TEXTO SELECIONADO:
As pessoas no centro da recuperação económica
Sem aviso e sem qualquer tipo de distinções, a pandemia invadiu a nossa vida. De um dia para o outro, o quotidiano mudou radicalmente.
A pandemia tem provocado milhares de vítimas, interrompeu o curso letivo a milhares de estudantes e poderá provocar impactos de longo-prazo significativos no tecido económico e no emprego.
Mas nem todos foram atingidos com a mesma violência. A economia informal, os empregos precários ou sazonais, pessoal de apoio em múltiplas atividades, que na maior parte das vezes trabalham sem garantias e com salários reduzidos, viram extintos os seus postos laborais. O mesmo se passou com empregos nas áreas de maior interação social ou de maior mobilidade como os serviços, turismo e cultura. Tratando-se de setores com uma forte presença de mulheres, o fosso da desigualdade de género evidenciado pelo gap salarial está a agravar-se indo ao arrepio das estratégias politicas para reduzir esse mesmo gap.
As taxas de desemprego, os empregos suspensos e a precariedade dispararam. Os jovens vivem a segunda crise económica numa década e continuam a ver o seu futuro em risco.
Aceder a serviços públicos essenciais como educação, saúde e serviços públicos ficou dependente de meios digitais. Note-se que o acesso à internet não é igual em todas as regiões do país nem em todos os níveis sociais. Idosos, pessoas portadoras de deficiência, com rendimentos mais baixos ou a viver em zonas rurais mais afastadas são mais facilmente discriminadas no acesso a serviços essenciais.
Bruscamente, este acentuar de desigualdades levou à criação de “novos pobres”. Estes somam-se aos “antigos pobres”, os das desigualdades de rendimentos e os mais vulneráveis pela migração, idade ou exclusão social. Se as desigualdades já existiam antes, a pandemia veio acentuá-las de forma dramática. As fragilidades estruturais tomaram proporções calamitosas.
E ouvimos um imperativo comum: precisamos de um “mundo novo”. E de uma nova atitude. Precisamos de políticas que fomentem a retoma, aumentem o potencial das economias mitigando, ao mesmo tempo, os efeitos negativos desta crise, prevenindo e contrariando aumentos mais acentuados de desigualdades. Precisamos de reformas que não sirvam apenas interesses corporativos, mas que corrijam assimetrias fiscais, que criem instrumentos de regulação para uma mais efetiva e eficaz redistribuição da riqueza. Precisamos de políticas que privilegiem e estimulem as pessoas, os jovens, as mulheres, que protejam os mais seniores, que proporcionem e alarguem os instrumentos de ação coletiva. Precisamos de um aumento das qualificações e de competências com um investimento forte no digital. Precisamos de criar emprego de qualidade, emprego decente e com direitos, para os desafios da transição digital e ecológica.
A recuperação económica terá de ser também social – uma não se fará sem a outra – e só será eficaz se for inclusiva, colocando as pessoas no centro das políticas. Não podemos cometer os erros da última crise em Portugal e deixar as pessoas para segundo plano. O que for positivo para os cidadãos é positivo para lutar contra as desigualdades, promover o crescimento económico e a resiliência da economia.
As cadeias de solidariedade que vimos serem espontaneamente criadas, a entrega profissional de todos os que se mantiveram e mantêm nos seus postos de trabalho para que nada falte a quem precisa, com os riscos daí decorrentes, deverão ser exemplo para ultrapassar a crise que temos pela frente.
O esforço económico e determinação politica para combater a pobreza e as desigualdades são muito exigentes. Uma melhor redistribuição do que é produzido é mesmo o melhor contributo.

ENUNCIADO:
Responda às perguntas com base no texto sobre a recuperação económica:
1. Que áreas são dadas como exemplo de empregos de maior interação social ou de maior mobilidade?
2. Segundo o texto, que crise económica numa década vivem os jovens?
3. Que erro da última crise em Portugal não se pode cometer?
Os registos não têm qualquer papel neste exercício.

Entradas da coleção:

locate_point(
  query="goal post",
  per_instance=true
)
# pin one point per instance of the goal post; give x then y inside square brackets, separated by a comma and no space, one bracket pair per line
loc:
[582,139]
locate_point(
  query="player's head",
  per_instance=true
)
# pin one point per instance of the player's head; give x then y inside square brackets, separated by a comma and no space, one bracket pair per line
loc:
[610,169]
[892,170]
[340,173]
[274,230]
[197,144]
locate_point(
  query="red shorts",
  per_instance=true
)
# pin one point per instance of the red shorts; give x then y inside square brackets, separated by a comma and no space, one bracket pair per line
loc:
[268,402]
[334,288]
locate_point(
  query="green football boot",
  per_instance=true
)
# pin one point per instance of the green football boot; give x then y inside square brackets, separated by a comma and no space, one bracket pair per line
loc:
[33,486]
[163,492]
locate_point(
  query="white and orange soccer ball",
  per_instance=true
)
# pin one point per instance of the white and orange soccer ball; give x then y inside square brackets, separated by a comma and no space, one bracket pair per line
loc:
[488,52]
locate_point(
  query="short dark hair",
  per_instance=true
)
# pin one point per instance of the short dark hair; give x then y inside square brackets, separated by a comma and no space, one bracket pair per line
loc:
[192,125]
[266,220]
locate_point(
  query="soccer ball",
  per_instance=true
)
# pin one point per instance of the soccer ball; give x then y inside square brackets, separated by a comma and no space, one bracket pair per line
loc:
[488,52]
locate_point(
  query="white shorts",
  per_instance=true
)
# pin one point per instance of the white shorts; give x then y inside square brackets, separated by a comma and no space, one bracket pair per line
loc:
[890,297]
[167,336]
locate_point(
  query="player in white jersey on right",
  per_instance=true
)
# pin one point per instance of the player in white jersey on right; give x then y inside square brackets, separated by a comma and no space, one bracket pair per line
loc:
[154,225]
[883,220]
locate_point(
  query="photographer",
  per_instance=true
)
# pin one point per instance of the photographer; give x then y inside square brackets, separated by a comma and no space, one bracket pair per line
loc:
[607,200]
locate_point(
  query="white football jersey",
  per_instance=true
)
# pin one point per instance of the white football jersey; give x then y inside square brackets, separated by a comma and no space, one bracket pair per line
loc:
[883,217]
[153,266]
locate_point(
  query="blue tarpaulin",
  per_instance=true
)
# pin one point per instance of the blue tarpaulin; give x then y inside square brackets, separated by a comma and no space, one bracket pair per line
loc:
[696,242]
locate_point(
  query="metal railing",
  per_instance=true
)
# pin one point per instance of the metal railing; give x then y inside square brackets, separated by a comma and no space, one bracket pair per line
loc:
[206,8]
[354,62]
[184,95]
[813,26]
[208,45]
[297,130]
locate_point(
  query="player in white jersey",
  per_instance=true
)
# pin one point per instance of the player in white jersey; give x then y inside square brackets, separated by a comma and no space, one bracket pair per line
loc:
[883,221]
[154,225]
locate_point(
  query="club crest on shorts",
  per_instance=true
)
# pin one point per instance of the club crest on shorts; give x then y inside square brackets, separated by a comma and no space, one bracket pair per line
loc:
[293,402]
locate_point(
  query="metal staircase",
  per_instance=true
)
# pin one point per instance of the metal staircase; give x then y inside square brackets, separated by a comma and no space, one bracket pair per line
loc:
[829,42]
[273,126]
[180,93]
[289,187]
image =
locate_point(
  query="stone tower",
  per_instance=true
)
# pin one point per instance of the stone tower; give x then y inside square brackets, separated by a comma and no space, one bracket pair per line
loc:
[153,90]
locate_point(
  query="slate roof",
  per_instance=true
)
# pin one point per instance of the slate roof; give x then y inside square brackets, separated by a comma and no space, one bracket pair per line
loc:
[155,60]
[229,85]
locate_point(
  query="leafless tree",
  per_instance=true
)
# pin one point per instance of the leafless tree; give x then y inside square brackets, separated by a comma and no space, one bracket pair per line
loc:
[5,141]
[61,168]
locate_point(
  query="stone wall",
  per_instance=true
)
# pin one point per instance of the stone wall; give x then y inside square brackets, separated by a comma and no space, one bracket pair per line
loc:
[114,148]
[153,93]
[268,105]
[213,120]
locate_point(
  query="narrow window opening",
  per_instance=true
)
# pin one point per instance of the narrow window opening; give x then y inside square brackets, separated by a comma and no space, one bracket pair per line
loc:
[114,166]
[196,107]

RESPOSTA ESCRITA:
1. Os serviços, o turismo e a cultura.
2. A segunda crise económica numa década.
3. Deixar as pessoas para segundo plano.